## [Instructions for the task]
Restate the data exactly as given and keep the pictures out.

## [Exercise input]
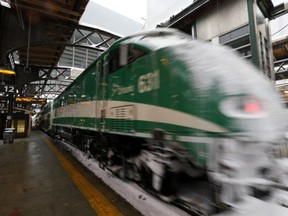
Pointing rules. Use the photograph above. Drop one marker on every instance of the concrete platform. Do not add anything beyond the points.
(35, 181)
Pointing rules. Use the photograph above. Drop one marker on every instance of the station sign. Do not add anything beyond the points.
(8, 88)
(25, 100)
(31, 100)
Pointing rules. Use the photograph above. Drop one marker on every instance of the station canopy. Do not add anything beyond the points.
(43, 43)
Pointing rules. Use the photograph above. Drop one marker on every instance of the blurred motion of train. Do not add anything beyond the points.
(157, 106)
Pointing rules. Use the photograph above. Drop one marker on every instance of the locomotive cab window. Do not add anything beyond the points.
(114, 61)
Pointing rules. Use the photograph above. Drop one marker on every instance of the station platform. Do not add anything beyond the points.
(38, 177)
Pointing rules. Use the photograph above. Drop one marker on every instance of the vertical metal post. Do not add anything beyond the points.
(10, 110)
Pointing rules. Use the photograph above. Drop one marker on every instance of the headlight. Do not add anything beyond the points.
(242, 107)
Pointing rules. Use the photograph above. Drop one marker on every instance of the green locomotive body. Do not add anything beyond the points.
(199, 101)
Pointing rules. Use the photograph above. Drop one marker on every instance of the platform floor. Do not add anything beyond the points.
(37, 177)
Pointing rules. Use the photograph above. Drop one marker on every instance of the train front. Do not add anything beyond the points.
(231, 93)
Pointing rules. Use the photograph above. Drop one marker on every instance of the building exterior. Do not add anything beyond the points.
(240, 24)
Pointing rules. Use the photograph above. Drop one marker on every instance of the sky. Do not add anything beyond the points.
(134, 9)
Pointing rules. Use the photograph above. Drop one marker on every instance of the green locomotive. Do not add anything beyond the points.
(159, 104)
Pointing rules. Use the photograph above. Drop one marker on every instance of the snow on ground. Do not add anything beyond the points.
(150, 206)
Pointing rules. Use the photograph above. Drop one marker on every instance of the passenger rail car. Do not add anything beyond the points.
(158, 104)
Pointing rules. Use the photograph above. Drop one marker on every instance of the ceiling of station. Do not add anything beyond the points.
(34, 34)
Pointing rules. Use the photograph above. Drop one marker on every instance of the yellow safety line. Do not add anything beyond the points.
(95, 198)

## [Solution to this task]
Pointing rules. Use the photograph above. Drop one marker on every instance of the concrete platform. Do not add anything beyond the points.
(35, 181)
Pointing rules. Use the photograph above. Drop one marker on every instance of the station sign. Do not add anything beyond the points.
(8, 88)
(25, 100)
(31, 100)
Pointing rules. Use the photograph above. Drop one marker on every instance of the station canopy. Do not add anything beyond the points.
(43, 43)
Pointing rules. Use the photograph above. Drop one marker on every instance of the blurred motion of train. Do not add anything beyond the points.
(157, 106)
Pointing rules. Use the photograph above. Drop one marker on every instance of the locomotive cab window. Do not add anything beyond the points.
(114, 61)
Pointing rules. Use the photograph above. Drop one marker on every instance of the station platform. Do not add anything beyond the points.
(38, 177)
Pointing rules. Use the photograph above. Drop one marker on every instance of the vertical metal post. Do not add anything beyond the points.
(10, 110)
Pointing rules. Use the photograph above. Drop one marker on every instance of the headlight. Do not add anything beyond the points.
(242, 107)
Pointing rules. Use the photograph above. Drop one marker on every instance of the green locomotive body. Do not add anything beyond the points.
(199, 101)
Pointing rules. Use the photograph above. Drop one marker on every instance of the platform floor. Do not add anything beyond the points.
(37, 177)
Pointing rules. Use the photograph above. Drop one marker on every instance of the train front. Do not add anything beyond the points.
(231, 93)
Pointing rules. Use the photograph above. Drop one marker on every instance of the building exterior. Do not add anything beyond the points.
(240, 24)
Pointing rules. Use the photograph above. Drop one marker on every instance of the sky. Do not add anything beyond the points.
(134, 9)
Pointing rules. Use the photograph above. Drop one marker on every instance of the green locomotive. Do not add anything beyond the points.
(159, 104)
Pointing rules. Use the photograph above. Drop one marker on every instance of the snow on ground. Do not add anything beyond the points.
(150, 206)
Pointing rules. Use the photograph above. Drop one marker on every instance of the passenger rail car. Do not add anything beyond the points.
(158, 104)
Pointing rules. Use the photograph above. Drop one marker on every instance of the ceiling of station. Do not add anything beyond the points.
(34, 34)
Pointing rules. Use the photograph above. Drop one marker on every instance of the yellow safety line. Do not add anything beyond the points.
(95, 198)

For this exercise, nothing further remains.